# Zapisy
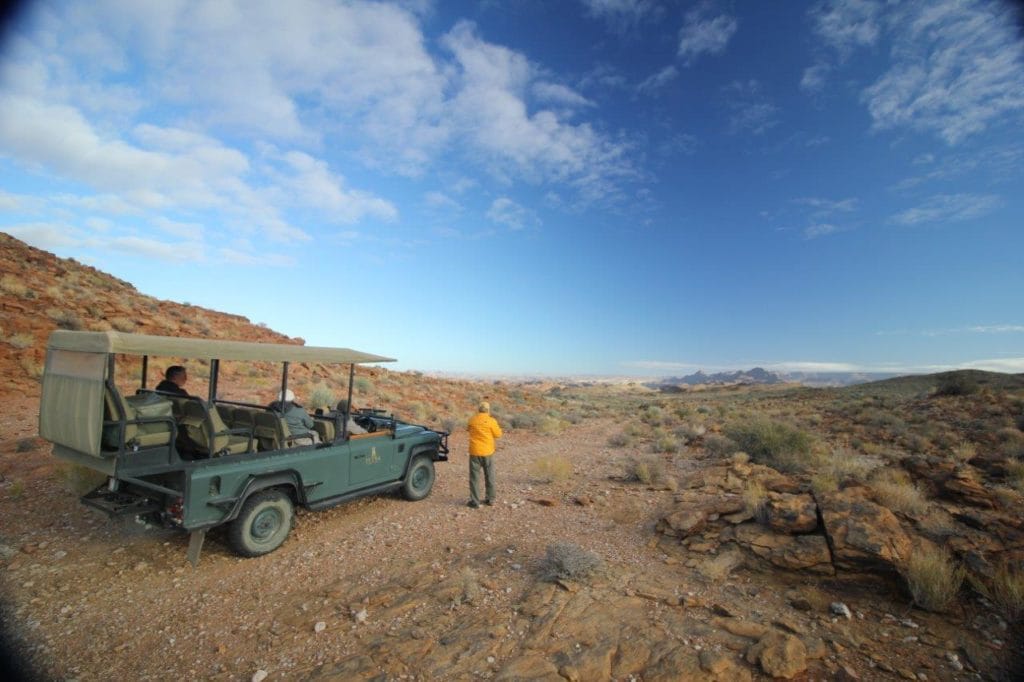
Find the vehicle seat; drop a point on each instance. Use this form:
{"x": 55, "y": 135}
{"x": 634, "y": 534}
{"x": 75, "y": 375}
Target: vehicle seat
{"x": 135, "y": 434}
{"x": 325, "y": 427}
{"x": 208, "y": 432}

# Treść zadania
Zamień w powyższych zapisach każde „vehicle seat” na „car seat”, a resztę przepisz bez zmian. Obrazków nie dołączaj.

# Rozwiązanie zadania
Find the car seat; drop a point on each instance. Use this form:
{"x": 55, "y": 135}
{"x": 634, "y": 534}
{"x": 75, "y": 375}
Target: car seat
{"x": 135, "y": 434}
{"x": 325, "y": 427}
{"x": 208, "y": 432}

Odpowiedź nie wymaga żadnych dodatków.